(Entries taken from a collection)

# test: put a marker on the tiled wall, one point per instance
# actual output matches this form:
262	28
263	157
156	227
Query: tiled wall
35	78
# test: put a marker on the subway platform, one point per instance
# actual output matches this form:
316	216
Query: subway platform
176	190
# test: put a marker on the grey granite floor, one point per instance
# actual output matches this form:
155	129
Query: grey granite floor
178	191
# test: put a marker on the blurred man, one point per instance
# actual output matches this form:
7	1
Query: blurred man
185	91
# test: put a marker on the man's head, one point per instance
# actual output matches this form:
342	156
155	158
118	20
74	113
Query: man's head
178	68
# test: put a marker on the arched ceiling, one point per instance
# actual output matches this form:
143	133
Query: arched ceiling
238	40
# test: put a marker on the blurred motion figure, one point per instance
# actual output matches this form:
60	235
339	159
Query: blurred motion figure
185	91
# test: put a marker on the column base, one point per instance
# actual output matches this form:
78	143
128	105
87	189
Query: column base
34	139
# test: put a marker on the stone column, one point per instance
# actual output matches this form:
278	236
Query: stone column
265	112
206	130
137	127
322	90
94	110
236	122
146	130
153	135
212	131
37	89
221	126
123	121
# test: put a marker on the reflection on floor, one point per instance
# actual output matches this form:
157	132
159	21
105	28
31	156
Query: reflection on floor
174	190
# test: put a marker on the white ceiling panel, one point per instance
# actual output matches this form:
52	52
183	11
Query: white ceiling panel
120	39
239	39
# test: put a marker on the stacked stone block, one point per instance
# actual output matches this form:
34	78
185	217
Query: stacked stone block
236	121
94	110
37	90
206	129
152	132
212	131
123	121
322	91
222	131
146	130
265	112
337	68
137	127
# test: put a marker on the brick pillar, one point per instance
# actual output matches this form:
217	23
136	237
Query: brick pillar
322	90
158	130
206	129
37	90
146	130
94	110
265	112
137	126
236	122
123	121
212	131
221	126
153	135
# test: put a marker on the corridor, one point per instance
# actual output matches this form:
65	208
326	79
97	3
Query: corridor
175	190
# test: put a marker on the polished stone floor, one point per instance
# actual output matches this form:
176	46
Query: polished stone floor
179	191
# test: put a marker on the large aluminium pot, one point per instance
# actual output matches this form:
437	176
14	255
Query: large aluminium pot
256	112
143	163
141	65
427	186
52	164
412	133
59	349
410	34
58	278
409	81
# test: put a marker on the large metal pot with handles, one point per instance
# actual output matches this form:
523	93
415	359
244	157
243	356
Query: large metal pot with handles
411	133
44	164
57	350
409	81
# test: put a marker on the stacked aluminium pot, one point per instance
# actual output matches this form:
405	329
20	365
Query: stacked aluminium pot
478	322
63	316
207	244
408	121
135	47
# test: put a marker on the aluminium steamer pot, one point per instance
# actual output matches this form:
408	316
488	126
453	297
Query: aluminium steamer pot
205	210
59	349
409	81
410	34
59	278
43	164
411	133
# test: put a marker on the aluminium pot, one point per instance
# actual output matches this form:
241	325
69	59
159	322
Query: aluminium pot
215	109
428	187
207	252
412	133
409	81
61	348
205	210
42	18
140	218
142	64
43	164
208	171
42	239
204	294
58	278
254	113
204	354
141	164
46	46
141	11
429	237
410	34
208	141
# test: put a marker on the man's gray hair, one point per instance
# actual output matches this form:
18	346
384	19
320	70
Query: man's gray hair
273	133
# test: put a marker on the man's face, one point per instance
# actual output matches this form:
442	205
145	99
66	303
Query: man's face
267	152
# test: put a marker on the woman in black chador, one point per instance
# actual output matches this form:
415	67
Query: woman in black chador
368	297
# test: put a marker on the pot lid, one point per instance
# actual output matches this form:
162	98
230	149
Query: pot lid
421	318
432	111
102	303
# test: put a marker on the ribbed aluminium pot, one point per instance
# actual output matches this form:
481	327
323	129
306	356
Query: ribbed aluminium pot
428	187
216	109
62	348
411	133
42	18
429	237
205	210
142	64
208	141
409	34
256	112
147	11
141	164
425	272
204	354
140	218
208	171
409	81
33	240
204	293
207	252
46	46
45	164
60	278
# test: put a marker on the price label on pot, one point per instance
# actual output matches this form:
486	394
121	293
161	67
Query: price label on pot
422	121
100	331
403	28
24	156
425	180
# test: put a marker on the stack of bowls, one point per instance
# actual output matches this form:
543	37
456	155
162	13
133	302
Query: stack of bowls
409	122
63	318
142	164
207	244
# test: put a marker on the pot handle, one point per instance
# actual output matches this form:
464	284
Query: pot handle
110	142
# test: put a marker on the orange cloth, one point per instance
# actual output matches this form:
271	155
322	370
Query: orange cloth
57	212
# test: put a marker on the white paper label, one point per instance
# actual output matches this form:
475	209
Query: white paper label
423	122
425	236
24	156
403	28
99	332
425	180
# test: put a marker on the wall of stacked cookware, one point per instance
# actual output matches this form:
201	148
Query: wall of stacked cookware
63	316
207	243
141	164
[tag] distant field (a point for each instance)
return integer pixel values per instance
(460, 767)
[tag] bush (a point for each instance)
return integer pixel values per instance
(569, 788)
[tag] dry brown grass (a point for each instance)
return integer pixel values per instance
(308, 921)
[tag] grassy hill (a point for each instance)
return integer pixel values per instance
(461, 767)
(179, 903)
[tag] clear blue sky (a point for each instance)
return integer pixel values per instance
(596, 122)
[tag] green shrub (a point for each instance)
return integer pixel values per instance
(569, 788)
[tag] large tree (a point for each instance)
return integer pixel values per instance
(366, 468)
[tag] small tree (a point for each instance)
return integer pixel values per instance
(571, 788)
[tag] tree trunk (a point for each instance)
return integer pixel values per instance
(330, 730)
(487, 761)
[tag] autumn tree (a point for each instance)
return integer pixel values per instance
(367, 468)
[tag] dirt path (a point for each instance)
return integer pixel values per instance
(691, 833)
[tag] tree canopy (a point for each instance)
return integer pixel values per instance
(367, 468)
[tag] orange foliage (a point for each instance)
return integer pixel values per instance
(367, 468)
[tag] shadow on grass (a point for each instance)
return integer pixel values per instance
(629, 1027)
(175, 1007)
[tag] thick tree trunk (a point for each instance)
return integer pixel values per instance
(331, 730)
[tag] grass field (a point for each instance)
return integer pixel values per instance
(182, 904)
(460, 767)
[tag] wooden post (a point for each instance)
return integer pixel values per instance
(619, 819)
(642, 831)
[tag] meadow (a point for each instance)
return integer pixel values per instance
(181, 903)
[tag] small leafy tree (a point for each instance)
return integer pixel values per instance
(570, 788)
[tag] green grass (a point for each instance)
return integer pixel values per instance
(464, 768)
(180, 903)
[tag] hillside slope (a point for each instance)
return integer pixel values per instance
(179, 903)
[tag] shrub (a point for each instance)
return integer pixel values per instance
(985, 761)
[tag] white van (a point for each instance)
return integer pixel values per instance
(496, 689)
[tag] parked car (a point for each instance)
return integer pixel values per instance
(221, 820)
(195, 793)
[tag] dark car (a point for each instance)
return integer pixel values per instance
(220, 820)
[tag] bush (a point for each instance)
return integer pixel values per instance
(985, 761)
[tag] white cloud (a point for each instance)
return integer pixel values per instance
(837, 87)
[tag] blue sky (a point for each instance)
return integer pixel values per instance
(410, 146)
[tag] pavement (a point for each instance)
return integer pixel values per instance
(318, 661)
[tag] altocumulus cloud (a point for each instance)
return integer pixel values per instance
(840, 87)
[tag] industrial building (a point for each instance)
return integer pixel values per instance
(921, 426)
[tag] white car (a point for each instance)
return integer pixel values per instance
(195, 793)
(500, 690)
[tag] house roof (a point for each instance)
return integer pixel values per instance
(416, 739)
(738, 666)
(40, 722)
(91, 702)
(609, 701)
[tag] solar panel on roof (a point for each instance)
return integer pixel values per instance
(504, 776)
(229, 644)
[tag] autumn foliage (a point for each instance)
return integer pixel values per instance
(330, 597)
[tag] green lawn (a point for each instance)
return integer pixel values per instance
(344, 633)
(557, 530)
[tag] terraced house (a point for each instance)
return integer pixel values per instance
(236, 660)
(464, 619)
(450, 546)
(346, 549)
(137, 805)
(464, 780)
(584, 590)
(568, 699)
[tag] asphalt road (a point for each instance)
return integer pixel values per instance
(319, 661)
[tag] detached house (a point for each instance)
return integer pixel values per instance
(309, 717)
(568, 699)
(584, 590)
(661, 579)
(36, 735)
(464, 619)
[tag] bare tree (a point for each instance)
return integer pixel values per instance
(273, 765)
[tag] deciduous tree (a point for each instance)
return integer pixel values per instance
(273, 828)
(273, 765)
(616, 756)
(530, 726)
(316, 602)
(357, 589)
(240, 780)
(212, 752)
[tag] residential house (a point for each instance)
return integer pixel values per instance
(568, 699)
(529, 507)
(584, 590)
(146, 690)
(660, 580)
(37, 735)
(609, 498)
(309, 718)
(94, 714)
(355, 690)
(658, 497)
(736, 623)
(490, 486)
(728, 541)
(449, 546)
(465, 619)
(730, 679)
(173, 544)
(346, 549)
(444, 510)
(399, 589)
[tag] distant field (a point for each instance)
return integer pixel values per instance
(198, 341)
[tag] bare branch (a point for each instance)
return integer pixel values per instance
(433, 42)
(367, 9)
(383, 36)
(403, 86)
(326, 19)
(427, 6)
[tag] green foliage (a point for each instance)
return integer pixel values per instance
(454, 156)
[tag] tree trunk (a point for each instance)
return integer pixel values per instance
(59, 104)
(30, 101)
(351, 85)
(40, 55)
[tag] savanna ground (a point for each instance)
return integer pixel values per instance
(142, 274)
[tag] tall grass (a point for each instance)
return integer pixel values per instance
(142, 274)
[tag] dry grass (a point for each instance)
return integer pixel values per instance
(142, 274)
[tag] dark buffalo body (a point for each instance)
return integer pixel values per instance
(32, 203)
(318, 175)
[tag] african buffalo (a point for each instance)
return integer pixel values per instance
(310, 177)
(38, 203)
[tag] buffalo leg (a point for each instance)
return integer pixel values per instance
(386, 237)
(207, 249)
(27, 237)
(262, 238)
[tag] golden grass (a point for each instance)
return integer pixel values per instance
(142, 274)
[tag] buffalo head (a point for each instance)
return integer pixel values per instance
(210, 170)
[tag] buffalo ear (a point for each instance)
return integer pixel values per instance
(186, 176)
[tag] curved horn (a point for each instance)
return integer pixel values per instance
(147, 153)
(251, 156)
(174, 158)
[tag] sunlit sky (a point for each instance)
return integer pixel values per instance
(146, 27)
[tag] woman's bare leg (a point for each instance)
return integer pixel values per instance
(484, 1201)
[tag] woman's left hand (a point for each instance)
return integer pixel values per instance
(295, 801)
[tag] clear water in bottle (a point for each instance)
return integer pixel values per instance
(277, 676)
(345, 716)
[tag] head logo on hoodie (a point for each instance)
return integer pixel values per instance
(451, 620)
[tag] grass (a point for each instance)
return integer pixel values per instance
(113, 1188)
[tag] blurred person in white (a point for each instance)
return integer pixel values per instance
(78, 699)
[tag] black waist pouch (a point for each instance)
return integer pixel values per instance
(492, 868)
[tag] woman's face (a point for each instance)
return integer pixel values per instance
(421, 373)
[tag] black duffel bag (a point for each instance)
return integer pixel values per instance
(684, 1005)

● **Task**
Take the line in which "[tag] buffalo head" occurs and each subsequent line through the end; give these lines again without alteration.

● **Complete response**
[tag] buffalo head (a point for each instance)
return integer pixel values per instance
(210, 170)
[tag] buffalo ear (a point for each instance)
return integer pixel values per instance
(186, 176)
[tag] curved horn (a point for each instance)
return integer pixel values per instance
(147, 153)
(251, 156)
(174, 158)
[tag] sunlit sky (a point for each instance)
return integer pixel values per instance
(146, 27)
[tag] woman's bare leg (a point for each instance)
return integer pixel values per instance
(484, 1201)
[tag] woman's left hand (a point for each instance)
return integer pixel values per instance
(295, 801)
[tag] clear water in bottle (a point for each instance)
return integer pixel values per instance
(277, 676)
(345, 716)
[tag] head logo on hoodie (a point for each instance)
return integer pixel values per instance
(451, 620)
[tag] grass (a point for each instance)
return integer pixel values per instance
(113, 1188)
[tag] blurred person in white (a point for each instance)
return integer pixel values per instance
(78, 699)
[tag] black waist pouch (a point for each instance)
return integer pixel values per instance
(492, 868)
[tag] woman's face (a point for each instance)
return integer pixel values per instance
(421, 373)
[tag] black duffel bag (a point for each instance)
return integer pixel values per instance
(684, 1005)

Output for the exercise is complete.